Direction: Transcribe each line exactly.

Material:
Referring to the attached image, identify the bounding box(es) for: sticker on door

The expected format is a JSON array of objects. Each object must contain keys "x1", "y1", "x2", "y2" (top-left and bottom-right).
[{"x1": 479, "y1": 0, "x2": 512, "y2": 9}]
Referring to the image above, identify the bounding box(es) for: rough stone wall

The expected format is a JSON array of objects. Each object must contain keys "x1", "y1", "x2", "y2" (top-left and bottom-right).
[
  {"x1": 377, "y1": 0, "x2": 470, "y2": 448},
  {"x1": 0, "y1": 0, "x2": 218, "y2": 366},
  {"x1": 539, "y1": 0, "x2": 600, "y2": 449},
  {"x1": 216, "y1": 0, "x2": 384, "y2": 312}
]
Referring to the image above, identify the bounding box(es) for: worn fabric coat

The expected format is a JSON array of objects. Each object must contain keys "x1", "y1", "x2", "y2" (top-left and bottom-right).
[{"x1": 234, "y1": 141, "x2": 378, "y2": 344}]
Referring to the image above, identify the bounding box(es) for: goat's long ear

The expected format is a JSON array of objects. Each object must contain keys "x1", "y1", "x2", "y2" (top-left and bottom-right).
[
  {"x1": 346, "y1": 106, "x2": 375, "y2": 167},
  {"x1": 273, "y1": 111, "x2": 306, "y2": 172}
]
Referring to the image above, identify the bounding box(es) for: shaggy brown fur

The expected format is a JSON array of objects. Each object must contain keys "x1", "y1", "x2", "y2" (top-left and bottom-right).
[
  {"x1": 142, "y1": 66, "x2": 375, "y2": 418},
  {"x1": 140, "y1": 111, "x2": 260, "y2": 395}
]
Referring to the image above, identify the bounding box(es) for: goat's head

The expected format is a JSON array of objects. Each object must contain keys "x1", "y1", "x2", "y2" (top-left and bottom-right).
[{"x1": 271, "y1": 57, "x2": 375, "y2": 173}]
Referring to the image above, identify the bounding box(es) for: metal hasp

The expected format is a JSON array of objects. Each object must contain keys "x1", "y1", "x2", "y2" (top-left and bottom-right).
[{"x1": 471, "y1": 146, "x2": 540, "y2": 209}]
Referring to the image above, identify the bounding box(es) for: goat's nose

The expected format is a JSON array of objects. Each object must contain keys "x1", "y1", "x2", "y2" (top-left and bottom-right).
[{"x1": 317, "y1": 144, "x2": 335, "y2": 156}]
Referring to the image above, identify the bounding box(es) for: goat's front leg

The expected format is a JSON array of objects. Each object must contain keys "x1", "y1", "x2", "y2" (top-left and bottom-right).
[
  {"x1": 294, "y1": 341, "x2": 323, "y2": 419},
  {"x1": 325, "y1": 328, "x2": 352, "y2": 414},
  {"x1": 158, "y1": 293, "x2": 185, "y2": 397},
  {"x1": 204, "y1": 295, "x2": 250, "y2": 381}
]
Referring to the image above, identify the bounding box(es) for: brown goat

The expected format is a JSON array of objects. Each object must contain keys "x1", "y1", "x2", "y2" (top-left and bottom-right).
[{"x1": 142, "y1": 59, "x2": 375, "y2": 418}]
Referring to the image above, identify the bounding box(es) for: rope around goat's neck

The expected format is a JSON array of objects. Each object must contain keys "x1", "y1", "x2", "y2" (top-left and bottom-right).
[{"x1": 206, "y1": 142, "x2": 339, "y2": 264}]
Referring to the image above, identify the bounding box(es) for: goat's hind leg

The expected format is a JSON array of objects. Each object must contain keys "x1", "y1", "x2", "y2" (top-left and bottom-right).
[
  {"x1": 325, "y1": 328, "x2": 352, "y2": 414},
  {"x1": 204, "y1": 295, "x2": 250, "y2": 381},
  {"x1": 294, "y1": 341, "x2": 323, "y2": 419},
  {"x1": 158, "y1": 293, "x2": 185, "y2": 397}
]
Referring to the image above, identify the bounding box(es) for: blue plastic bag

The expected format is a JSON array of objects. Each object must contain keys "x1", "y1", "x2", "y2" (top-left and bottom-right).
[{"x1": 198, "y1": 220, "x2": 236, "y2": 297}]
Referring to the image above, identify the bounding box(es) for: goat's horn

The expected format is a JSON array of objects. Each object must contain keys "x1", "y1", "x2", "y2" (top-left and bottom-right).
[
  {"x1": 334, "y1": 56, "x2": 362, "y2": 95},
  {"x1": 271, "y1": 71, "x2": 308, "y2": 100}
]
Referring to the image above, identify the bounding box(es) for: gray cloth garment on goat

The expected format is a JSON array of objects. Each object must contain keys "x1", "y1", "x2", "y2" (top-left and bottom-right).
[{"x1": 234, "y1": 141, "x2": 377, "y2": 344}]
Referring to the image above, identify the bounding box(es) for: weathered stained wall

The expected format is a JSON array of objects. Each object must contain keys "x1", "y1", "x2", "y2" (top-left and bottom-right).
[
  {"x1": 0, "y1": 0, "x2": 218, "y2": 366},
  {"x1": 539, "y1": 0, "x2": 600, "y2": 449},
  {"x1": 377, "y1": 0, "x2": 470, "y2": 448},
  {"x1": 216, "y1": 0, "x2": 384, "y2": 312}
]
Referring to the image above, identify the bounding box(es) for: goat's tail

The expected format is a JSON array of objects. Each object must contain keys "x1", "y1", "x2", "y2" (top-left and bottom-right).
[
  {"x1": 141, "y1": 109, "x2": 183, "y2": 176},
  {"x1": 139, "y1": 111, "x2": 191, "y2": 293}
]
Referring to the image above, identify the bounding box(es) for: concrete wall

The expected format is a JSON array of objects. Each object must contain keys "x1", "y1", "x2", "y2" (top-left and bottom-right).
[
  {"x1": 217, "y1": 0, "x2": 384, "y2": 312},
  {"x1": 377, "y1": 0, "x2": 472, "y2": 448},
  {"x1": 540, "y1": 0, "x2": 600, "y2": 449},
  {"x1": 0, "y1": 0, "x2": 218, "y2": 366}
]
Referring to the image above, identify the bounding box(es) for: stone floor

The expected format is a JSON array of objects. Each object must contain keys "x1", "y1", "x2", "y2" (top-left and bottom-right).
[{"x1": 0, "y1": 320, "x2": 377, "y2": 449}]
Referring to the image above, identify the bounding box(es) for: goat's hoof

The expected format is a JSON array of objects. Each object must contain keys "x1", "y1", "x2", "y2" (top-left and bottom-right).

The result:
Referring to the attached image, identify the bounding box(es) for: sticker on door

The expected format is a JSON array of objects. Each object must contain keys "x1", "y1", "x2", "y2" (top-left and bottom-right).
[{"x1": 479, "y1": 0, "x2": 512, "y2": 9}]
Referring to the image above, identify the bounding box(es) for: rough stone wall

The expected format is a JSON array of objects. Each object must contain keys "x1", "y1", "x2", "y2" (top-left and bottom-right).
[
  {"x1": 377, "y1": 0, "x2": 470, "y2": 448},
  {"x1": 0, "y1": 0, "x2": 218, "y2": 366},
  {"x1": 539, "y1": 0, "x2": 600, "y2": 449},
  {"x1": 216, "y1": 0, "x2": 384, "y2": 312}
]
Referring to the image above, identify the bounding box(es) for: worn fabric coat

The expected format is a JSON array of objects. Each object must contain keys "x1", "y1", "x2", "y2" (top-left and bottom-right).
[{"x1": 234, "y1": 141, "x2": 378, "y2": 344}]
Referring to the image above, identify the bounding box(es) for: goat's long ear

The expected format is a JSON array of objects. Each object must contain keys "x1", "y1", "x2", "y2" (top-left and bottom-right).
[
  {"x1": 346, "y1": 106, "x2": 375, "y2": 167},
  {"x1": 273, "y1": 111, "x2": 306, "y2": 172}
]
Referring to the image above, identify the bounding box(es) for: shaggy brown fur

The expected format is a JSON array of objects. Each object must contain keys "x1", "y1", "x2", "y2" (top-left and bottom-right).
[
  {"x1": 142, "y1": 66, "x2": 375, "y2": 418},
  {"x1": 140, "y1": 111, "x2": 260, "y2": 395}
]
Referring to the image above, identify the bounding box(es) for: goat's head

The expected format is a JSON array of objects. Each object must contain keys "x1", "y1", "x2", "y2" (top-left and bottom-right).
[{"x1": 271, "y1": 57, "x2": 375, "y2": 173}]
Referring to the image above, identify the bounding box(es) for: metal hasp

The expected format is a JSON array of objects. Each object must contain keys "x1", "y1", "x2", "y2" (top-left and bottom-right).
[{"x1": 471, "y1": 146, "x2": 540, "y2": 209}]
Referring to the image above, identify the bounding box(es) for: goat's nose

The expected format is a JSON array of objects. Each object must contain keys "x1", "y1", "x2", "y2" (top-left and bottom-right).
[{"x1": 317, "y1": 144, "x2": 335, "y2": 156}]
Referring to the image above, identify the bounding box(es) for: goat's front leg

The expected format is a JSON array of objects. Each object must contain keys "x1", "y1", "x2", "y2" (top-left and bottom-right).
[
  {"x1": 294, "y1": 341, "x2": 323, "y2": 419},
  {"x1": 325, "y1": 328, "x2": 352, "y2": 414},
  {"x1": 158, "y1": 293, "x2": 185, "y2": 397},
  {"x1": 204, "y1": 295, "x2": 250, "y2": 381}
]
Referring to the image above, identify the bounding box(es) for: brown goat

The expected format is a JSON array of objects. Each object must contain keys "x1", "y1", "x2", "y2" (top-left and bottom-right).
[{"x1": 142, "y1": 59, "x2": 375, "y2": 418}]
Referring to the image above, identify the bounding box(es) for: rope around goat's neck

The expected format is a JSON array of objects. Each object must contain keys "x1", "y1", "x2", "y2" (top-left and bottom-right).
[{"x1": 206, "y1": 142, "x2": 339, "y2": 264}]
Referring to the image above, identify the bounding box(es) for: goat's hind leg

The expected format is a JSON array of objects. Each object must contain keys "x1", "y1", "x2", "y2" (top-left and bottom-right).
[
  {"x1": 325, "y1": 328, "x2": 352, "y2": 414},
  {"x1": 204, "y1": 295, "x2": 250, "y2": 381},
  {"x1": 294, "y1": 341, "x2": 323, "y2": 419},
  {"x1": 158, "y1": 293, "x2": 185, "y2": 397}
]
Referring to the image above, identify the bounding box(es) for: blue plastic bag

The expected format is a JSON array of objects. Each object must contain keys "x1", "y1", "x2", "y2" (top-left and bottom-right).
[{"x1": 198, "y1": 220, "x2": 236, "y2": 297}]
Referring to the image above, identify the bounding box(es) for: goat's horn

The expected format is a JSON array of objects. Each object must contain keys "x1", "y1", "x2", "y2" (top-left and bottom-right).
[
  {"x1": 334, "y1": 56, "x2": 362, "y2": 95},
  {"x1": 271, "y1": 71, "x2": 308, "y2": 100}
]
Referring to the image above, identify the bounding box(es) for: gray cloth garment on goat

The expected format is a JSON array of objects. Each object must contain keys "x1", "y1", "x2", "y2" (top-left and bottom-right).
[{"x1": 234, "y1": 141, "x2": 377, "y2": 344}]
Referring to the image above, identify the bounding box(es) for: weathered stained wall

The expected format is a JSON array of objects. Each object must contain keys "x1", "y1", "x2", "y2" (top-left and bottom-right).
[
  {"x1": 0, "y1": 0, "x2": 218, "y2": 366},
  {"x1": 539, "y1": 0, "x2": 600, "y2": 449},
  {"x1": 377, "y1": 0, "x2": 470, "y2": 448},
  {"x1": 216, "y1": 0, "x2": 384, "y2": 312}
]
Referring to the image above, identify the bounding box(es) for: goat's tail

The expected format is a JSON array of objects. Each object must contain keys "x1", "y1", "x2", "y2" (top-left and bottom-right).
[
  {"x1": 141, "y1": 109, "x2": 183, "y2": 176},
  {"x1": 139, "y1": 111, "x2": 191, "y2": 293}
]
Referring to the image above, identify the bounding box(es) for: concrete wall

The expected format is a JSON array of objects. Each object must contain keys "x1", "y1", "x2", "y2" (top-left and bottom-right).
[
  {"x1": 217, "y1": 0, "x2": 384, "y2": 312},
  {"x1": 377, "y1": 0, "x2": 472, "y2": 448},
  {"x1": 540, "y1": 0, "x2": 600, "y2": 449},
  {"x1": 0, "y1": 0, "x2": 218, "y2": 366}
]
Referring to the image above, identify the bounding box(es) for: stone floor

The expected format is a JSON array of objects. Each object must contain keys "x1", "y1", "x2", "y2" (top-left and bottom-right).
[{"x1": 0, "y1": 320, "x2": 377, "y2": 449}]
Referring to the image above, identify the bounding box(es) for: goat's hoof

The expected format is a JSON array of objects. Each object must contain keys "x1", "y1", "x2", "y2" (top-left and bottom-right).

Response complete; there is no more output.